• _EXERCISE GOAL_: Please output the lines shown below exactly as they appear.

• _EXERCISE INPUTS_:
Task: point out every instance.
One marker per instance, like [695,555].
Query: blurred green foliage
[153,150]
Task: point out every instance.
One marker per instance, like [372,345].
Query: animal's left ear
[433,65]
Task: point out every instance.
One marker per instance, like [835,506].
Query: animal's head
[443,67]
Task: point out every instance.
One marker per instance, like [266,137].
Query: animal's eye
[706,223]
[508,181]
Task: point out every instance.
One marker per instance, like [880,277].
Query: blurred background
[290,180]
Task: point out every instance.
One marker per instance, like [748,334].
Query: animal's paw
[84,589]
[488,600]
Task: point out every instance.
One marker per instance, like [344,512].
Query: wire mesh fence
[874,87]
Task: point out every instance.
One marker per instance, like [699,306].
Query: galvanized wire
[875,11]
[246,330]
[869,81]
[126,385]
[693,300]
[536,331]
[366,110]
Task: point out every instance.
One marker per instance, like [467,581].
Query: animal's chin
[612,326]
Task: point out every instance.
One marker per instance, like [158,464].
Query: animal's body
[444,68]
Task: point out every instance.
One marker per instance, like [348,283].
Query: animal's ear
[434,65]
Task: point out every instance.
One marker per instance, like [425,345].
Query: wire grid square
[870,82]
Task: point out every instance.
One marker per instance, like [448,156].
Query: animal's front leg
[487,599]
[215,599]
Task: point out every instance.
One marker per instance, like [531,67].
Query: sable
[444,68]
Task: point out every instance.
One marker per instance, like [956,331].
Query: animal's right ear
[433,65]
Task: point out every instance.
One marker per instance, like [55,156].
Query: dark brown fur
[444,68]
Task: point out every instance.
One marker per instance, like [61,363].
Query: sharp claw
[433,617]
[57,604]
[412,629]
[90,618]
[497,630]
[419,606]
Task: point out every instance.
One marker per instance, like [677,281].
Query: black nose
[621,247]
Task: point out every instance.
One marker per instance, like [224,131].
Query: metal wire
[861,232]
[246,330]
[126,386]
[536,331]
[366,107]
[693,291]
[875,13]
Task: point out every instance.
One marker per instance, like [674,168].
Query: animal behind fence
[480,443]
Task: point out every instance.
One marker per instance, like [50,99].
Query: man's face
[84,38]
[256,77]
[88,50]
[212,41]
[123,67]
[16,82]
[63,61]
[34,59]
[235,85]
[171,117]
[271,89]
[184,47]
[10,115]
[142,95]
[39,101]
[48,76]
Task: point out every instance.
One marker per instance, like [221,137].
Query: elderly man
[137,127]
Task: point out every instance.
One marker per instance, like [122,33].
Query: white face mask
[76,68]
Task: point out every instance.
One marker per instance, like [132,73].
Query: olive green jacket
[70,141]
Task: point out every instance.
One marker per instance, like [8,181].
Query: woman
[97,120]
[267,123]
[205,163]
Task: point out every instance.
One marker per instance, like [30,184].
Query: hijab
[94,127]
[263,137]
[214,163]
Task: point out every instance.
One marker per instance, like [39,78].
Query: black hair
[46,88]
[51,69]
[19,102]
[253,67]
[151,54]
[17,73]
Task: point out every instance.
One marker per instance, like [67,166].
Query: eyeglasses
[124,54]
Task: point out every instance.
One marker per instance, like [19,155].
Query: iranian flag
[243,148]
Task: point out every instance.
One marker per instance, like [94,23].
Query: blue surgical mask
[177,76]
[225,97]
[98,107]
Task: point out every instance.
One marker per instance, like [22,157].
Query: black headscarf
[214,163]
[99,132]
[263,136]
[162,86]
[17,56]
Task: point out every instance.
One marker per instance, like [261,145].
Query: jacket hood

• _RESPONSE TO THIS EXERCISE_:
Task: point out every instance.
One marker per instance, like [695,555].
Query: blurred green foliage
[153,150]
Task: point out every instance.
One marker per instance, like [372,345].
Query: animal's left ear
[433,65]
Task: point out every instance.
One marker per instance, like [835,506].
Query: animal's head
[443,67]
Task: point out every instance.
One marker per instance, like [266,137].
Query: animal's eye
[706,223]
[508,181]
Task: point out every instance.
One marker per instance, like [880,277].
Query: blurred background
[290,180]
Task: point out every instance.
One marker per instance, like [748,334].
Query: animal's paw
[84,589]
[488,600]
Task: point out every instance.
One marker per instance, like [344,512].
Query: wire mesh fence
[874,87]
Task: point out every instance.
One marker per instance, like [699,306].
Query: galvanized wire
[875,11]
[246,330]
[869,81]
[126,385]
[693,300]
[536,331]
[366,110]
Task: point out every instance.
One marker per instance, like [467,581].
Query: animal's chin
[612,326]
Task: point out every instance.
One marker per instance, like [158,464].
Query: animal's body
[444,68]
Task: point out every instance.
One marker per instance, like [348,283].
Query: animal's ear
[434,65]
Task: point out every instance.
One marker per instance, like [425,345].
Query: wire grid square
[870,82]
Task: point out every instance.
One marker per instance, like [448,156].
Query: animal's front leg
[487,599]
[215,599]
Task: point out every instance.
One marker per instance, like [531,67].
Query: sable
[444,68]
Task: point out every instance.
One marker per instance, like [956,331].
Query: animal's right ear
[433,65]
Task: point out every instance.
One marker per instance, like [55,156].
Query: dark brown fur
[444,68]
Task: point out every instance.
One marker per instance, like [61,363].
Query: sharp claw
[433,617]
[57,604]
[412,629]
[90,618]
[497,630]
[419,606]
Task: point out every instance.
One marker per instance, like [677,281].
Query: black nose
[621,247]
Task: point out every instance.
One marker per instance, like [224,131].
Query: metal wire
[861,232]
[246,330]
[126,386]
[536,331]
[366,107]
[693,291]
[875,13]
Task: point out every instance.
One marker per instance, like [674,168].
Query: animal behind fence
[480,443]
Task: point out every instance.
One marker per instance, like [50,99].
Query: man's face
[84,38]
[256,77]
[88,50]
[212,41]
[123,67]
[16,82]
[63,61]
[34,59]
[235,85]
[171,117]
[271,89]
[184,47]
[10,115]
[142,95]
[39,101]
[48,76]
Task: point out every instance.
One marker per instance, like [221,137].
Query: elderly man
[137,127]
Task: point out every instance.
One marker per instance, like [122,33].
Query: white face mask
[76,68]
Task: point out every instance.
One marker per instance, like [132,73].
Query: olive green jacket
[70,141]
Task: point out every instance.
One marker per instance, like [8,181].
Query: woman
[97,120]
[267,123]
[205,163]
Task: point out every instance.
One marker per instance, like [30,184].
Query: hijab
[94,127]
[263,137]
[214,163]
Task: point out every instance.
One marker per instance, like [39,78].
Query: black hair
[46,88]
[51,69]
[19,102]
[253,67]
[151,54]
[17,73]
Task: point out every instance.
One marker per instance, like [67,166].
Query: eyeglasses
[124,54]
Task: point out every instance.
One marker per instance, like [19,155].
Query: iranian flag
[243,148]
Task: point out every instance.
One marker per instance, like [94,23].
Query: blue surgical mask
[177,76]
[225,97]
[98,107]
Task: point out every instance.
One marker per instance, like [22,157].
Query: black headscarf
[214,163]
[99,132]
[263,136]
[162,86]
[17,56]
Task: point out every instance.
One marker per instance, like [261,145].
Query: jacket hood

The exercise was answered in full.